[[ SUPPLIED INFORMATION open ]]

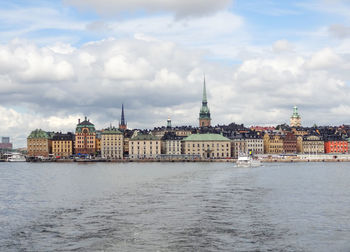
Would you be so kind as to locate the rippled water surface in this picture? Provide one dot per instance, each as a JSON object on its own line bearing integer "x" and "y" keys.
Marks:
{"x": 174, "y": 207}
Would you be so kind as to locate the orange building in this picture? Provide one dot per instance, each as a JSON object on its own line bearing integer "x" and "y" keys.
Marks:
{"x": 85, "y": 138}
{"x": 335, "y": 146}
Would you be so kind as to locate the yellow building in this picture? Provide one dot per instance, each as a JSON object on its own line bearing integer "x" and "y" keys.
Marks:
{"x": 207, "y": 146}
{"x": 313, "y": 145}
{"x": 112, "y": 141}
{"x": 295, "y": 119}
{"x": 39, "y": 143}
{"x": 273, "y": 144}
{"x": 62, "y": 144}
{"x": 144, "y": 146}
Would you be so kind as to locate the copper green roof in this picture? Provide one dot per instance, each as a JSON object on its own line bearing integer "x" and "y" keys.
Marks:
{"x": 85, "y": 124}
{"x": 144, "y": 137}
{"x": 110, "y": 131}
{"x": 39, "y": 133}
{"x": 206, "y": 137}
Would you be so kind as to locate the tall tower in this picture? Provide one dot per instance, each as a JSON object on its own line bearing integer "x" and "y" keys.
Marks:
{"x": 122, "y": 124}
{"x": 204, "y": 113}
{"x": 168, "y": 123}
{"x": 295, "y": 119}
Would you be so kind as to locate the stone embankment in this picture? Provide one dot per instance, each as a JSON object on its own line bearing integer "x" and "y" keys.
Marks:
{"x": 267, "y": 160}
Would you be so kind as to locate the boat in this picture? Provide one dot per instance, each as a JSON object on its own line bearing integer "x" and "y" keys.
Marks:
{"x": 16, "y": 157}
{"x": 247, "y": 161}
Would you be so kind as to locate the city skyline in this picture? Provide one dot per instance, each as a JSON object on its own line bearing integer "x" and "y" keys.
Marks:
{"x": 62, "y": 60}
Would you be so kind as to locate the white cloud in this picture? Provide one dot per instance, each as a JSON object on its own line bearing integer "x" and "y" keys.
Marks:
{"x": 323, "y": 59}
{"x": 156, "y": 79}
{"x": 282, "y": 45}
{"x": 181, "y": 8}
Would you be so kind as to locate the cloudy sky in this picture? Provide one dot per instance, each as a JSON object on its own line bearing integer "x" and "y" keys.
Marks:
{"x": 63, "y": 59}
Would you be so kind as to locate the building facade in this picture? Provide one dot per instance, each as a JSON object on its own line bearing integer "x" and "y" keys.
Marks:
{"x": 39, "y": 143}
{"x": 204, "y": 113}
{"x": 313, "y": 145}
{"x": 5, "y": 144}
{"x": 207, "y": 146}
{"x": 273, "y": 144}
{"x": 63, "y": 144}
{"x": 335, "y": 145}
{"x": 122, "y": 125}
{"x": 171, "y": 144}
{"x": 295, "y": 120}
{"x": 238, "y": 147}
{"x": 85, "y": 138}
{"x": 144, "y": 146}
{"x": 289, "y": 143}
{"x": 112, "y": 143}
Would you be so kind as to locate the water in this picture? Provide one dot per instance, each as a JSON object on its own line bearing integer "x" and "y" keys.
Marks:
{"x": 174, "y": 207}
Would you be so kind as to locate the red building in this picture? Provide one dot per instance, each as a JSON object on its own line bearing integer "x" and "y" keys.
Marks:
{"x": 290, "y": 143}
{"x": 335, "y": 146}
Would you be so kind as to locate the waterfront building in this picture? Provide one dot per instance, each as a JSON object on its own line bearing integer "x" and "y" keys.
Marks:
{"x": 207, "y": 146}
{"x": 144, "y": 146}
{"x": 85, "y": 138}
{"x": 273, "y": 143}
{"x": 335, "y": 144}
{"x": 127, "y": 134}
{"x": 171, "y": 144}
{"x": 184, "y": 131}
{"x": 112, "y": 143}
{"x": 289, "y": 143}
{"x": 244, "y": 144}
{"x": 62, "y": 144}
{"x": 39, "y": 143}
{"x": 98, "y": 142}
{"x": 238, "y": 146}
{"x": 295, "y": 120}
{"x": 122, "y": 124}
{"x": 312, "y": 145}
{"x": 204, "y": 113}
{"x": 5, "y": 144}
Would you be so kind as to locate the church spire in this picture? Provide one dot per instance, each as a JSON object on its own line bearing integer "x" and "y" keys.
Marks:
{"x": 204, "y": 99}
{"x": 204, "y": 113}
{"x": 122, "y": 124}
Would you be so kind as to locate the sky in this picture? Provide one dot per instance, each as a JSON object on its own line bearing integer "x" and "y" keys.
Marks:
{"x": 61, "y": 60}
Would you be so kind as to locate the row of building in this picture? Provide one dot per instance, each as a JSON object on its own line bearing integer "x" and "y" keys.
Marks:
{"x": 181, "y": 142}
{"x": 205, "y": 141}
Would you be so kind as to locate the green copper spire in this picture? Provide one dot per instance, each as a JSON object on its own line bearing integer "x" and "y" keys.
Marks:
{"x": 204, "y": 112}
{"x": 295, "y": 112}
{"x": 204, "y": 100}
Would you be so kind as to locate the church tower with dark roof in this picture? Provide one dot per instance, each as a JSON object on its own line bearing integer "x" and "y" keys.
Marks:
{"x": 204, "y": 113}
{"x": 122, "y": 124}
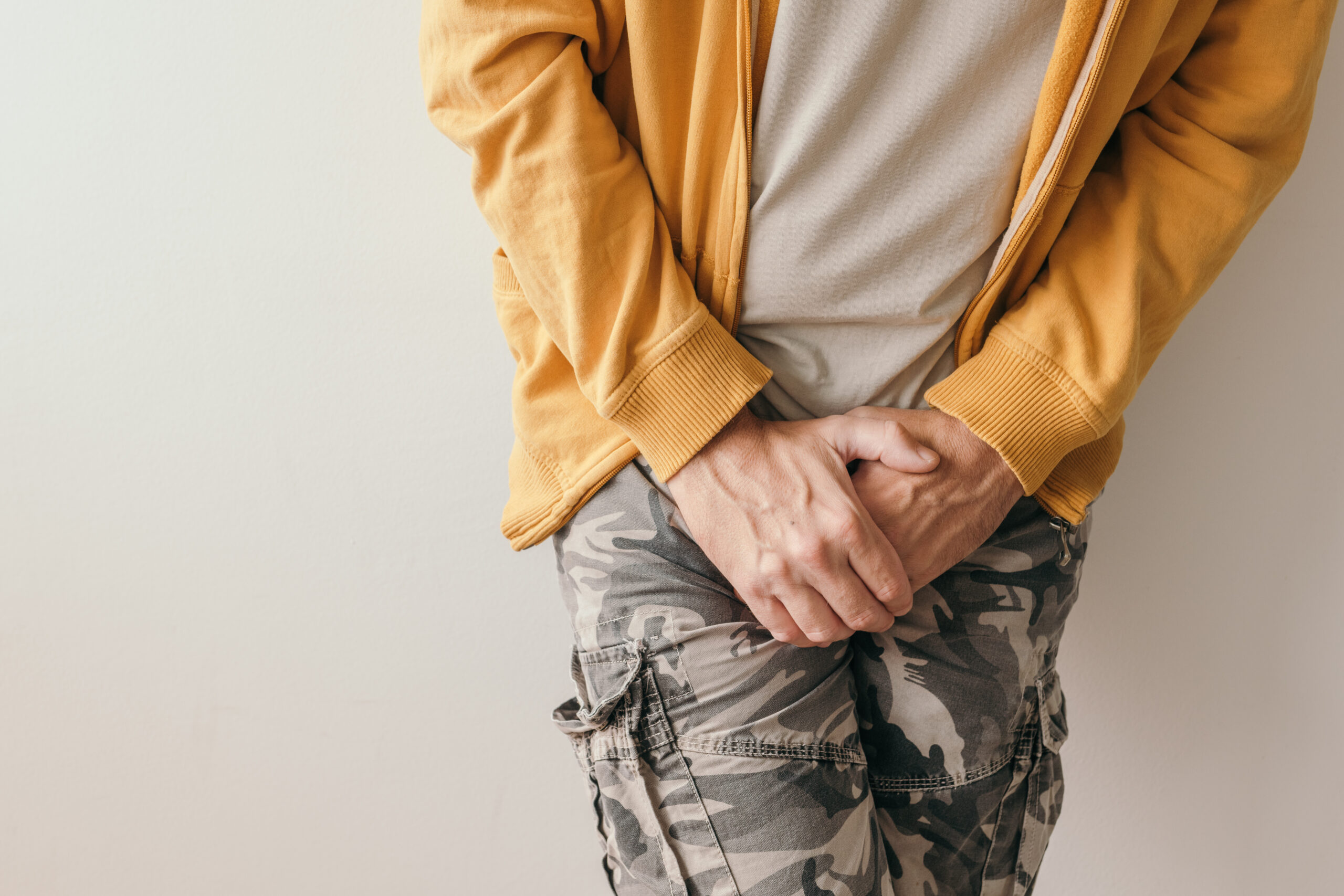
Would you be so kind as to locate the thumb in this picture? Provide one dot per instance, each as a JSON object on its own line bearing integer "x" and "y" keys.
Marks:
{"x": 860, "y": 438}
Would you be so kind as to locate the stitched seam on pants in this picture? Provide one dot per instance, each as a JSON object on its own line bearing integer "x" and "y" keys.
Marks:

[[ SUPPLIED INFORMATION closed ]]

WHAT TO DO ::
Would you please set down the data above again exactly, without its pictures?

YOUR RESPONSE ::
Would you be so kind as to locate the rippled water surface in this picture? Provide one dot per instance, each as a JSON object on its own line bearing integer "x" and "y" keys.
Marks:
{"x": 174, "y": 207}
Would you be so kind as to locate the orange building in this picture? Provide one dot per instance, each as a JSON object on its own line bearing integer "x" and "y" keys.
Marks:
{"x": 85, "y": 138}
{"x": 335, "y": 146}
Would you be so kind as to locate the yellow building in this picture? Provide one dot per instance, each as a JSON object on its own line bearing integer "x" and "y" keys.
Marks:
{"x": 207, "y": 146}
{"x": 313, "y": 145}
{"x": 112, "y": 141}
{"x": 295, "y": 119}
{"x": 39, "y": 143}
{"x": 273, "y": 144}
{"x": 62, "y": 144}
{"x": 144, "y": 146}
Would you be so kind as to locate the copper green roof in this picture? Provide one dot per instance, each as a JSON object on its own line bearing integer "x" and "y" keys.
Marks:
{"x": 85, "y": 124}
{"x": 144, "y": 137}
{"x": 110, "y": 131}
{"x": 39, "y": 133}
{"x": 206, "y": 137}
Would you be so kind as to locate the tall tower in this picture? Provide one dot per instance, each as a JSON object on its own line bearing integer "x" and "y" keys.
Marks:
{"x": 122, "y": 124}
{"x": 204, "y": 113}
{"x": 168, "y": 123}
{"x": 295, "y": 119}
Would you be so kind as to locate the stone embankment in this picture? Provide one dot per instance, each as a JSON object on its own line bearing integer "x" and "y" keys.
Marks:
{"x": 267, "y": 160}
Would you be so kind as to locate the boat in this picture? Provide one dot per instance, each as a JSON object on its own line bearing integer "x" and "y" keys.
Marks:
{"x": 16, "y": 157}
{"x": 247, "y": 161}
Would you be so kind as to locate the city skyline in this picture? Provide one dot per instance, each as a JSON object on its own line bearing integer "x" and "y" keys.
Marks:
{"x": 62, "y": 60}
Would you be so kind as to locate the white cloud in this picture? Provide one dot per instance, each as a JSON object on its own line bearing integer "x" and "y" keys.
Marks:
{"x": 323, "y": 59}
{"x": 156, "y": 79}
{"x": 282, "y": 45}
{"x": 181, "y": 8}
Would you be so kind as to locate the cloudy sky in this picture? Provide one dot per instance, each as a JSON object on its own line bearing integer "x" and "y" keys.
Marks:
{"x": 63, "y": 59}
Would you be so kind as to locate the building facade in this picture? Provide one dot per instance, each as a JSON object on its own line bearing integer "x" and "y" keys.
Marks:
{"x": 39, "y": 143}
{"x": 204, "y": 113}
{"x": 313, "y": 145}
{"x": 5, "y": 144}
{"x": 207, "y": 146}
{"x": 273, "y": 144}
{"x": 63, "y": 144}
{"x": 335, "y": 145}
{"x": 122, "y": 125}
{"x": 171, "y": 144}
{"x": 295, "y": 120}
{"x": 238, "y": 147}
{"x": 85, "y": 138}
{"x": 144, "y": 146}
{"x": 289, "y": 143}
{"x": 112, "y": 143}
Would you be so kind as to locate the water in this picture? Provide one dot per instance, each as a JSON object on its own line bearing integer "x" and "y" keys.
Marks:
{"x": 174, "y": 207}
Would you be so kind as to locate the red building in this picture? Provide one dot per instance, each as a JSON object on its own line bearing integer "x" and "y" keys.
Marks:
{"x": 290, "y": 143}
{"x": 335, "y": 146}
Would you be so kind as to locate the waterfront building in this picture? Provide one dot per instance, each as a JSON object on its own line bearing integer "x" and "y" keys.
Marks:
{"x": 207, "y": 146}
{"x": 144, "y": 146}
{"x": 85, "y": 138}
{"x": 273, "y": 143}
{"x": 335, "y": 144}
{"x": 127, "y": 134}
{"x": 171, "y": 144}
{"x": 184, "y": 131}
{"x": 112, "y": 143}
{"x": 289, "y": 143}
{"x": 244, "y": 144}
{"x": 62, "y": 144}
{"x": 39, "y": 143}
{"x": 98, "y": 142}
{"x": 238, "y": 146}
{"x": 295, "y": 120}
{"x": 122, "y": 124}
{"x": 312, "y": 145}
{"x": 204, "y": 113}
{"x": 5, "y": 144}
Would you be so kind as to locate the church spire in this picture? Provide one dot per instance, each as a JSON object on its own line bearing integer "x" and "y" keys.
Marks:
{"x": 204, "y": 99}
{"x": 204, "y": 113}
{"x": 122, "y": 124}
Would you be so kind as to locate the sky in this picture? Provide one dot per instance, each as a JSON object on its own line bearing integer "x" and "y" keys.
Marks:
{"x": 61, "y": 60}
Would you be so kind as to locate the row of building in this picture? Provide one dot per instance, each as a JSON object on its own line bearing integer "x" and "y" keys.
Marks:
{"x": 181, "y": 142}
{"x": 205, "y": 141}
Would you be so kind as to locate the green copper spire in this picture? Provide one dot per instance, each as a JSON object on its own line bearing integer "x" and "y" keys.
Marks:
{"x": 204, "y": 112}
{"x": 295, "y": 112}
{"x": 204, "y": 100}
Would you be so kind as to locate the church tower with dark roof in this picture? Provide one dot per instance, each as a JSON object on its own line bearing integer "x" and "y" keys.
Marks:
{"x": 204, "y": 113}
{"x": 122, "y": 124}
Would you be so kind as to locate the thumb in this picture? Provide one dot per instance, each as a JSON object on its own line bearing integer "x" and "y" keys.
Marks:
{"x": 860, "y": 438}
Would you be so kind as to locate the stitched seam on pants in this picture? Provide one dot per instance, each as a JSON object on its own line bearing integer "x" and "y" keys.
Marks:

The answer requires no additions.